Print the records below exactly as they appear.
BEGIN Data supplied
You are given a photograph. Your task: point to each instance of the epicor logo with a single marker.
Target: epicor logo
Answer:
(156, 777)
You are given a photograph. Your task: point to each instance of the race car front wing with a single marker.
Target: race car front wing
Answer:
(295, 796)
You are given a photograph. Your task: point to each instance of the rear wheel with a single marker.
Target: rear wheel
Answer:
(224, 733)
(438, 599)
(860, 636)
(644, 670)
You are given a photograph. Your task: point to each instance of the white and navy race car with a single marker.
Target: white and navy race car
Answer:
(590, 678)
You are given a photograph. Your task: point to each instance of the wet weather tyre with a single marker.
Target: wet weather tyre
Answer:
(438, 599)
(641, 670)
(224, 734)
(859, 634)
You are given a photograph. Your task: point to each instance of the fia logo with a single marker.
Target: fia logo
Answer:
END Data supplied
### Answer in full
You are given a photograph. Your task: point to each instance of the epicor logo with a single marker.
Target: epicor logo
Answer:
(156, 777)
You are given a photograph. Your task: point to each instance of the race car front wing with a single marker.
Target: race car front wing
Answer:
(295, 796)
You are given a photograph. Your task: point to each instance of the rear wheel with a single marker.
Target: rear wheel
Answer:
(224, 733)
(438, 599)
(860, 636)
(644, 670)
You are given a photograph. Your task: point to each instance of the white and navy race car with a single marker.
Target: white and navy race car
Answer:
(590, 678)
You are given a photograph. Your task: point to each instance of the wet weather tyre with a single marker.
Target: wet weather tyre
Answer:
(438, 599)
(641, 670)
(224, 734)
(859, 634)
You are given a photograph. Your task: point to each instance of the fia logo with a single marker.
Target: fia logo
Answer:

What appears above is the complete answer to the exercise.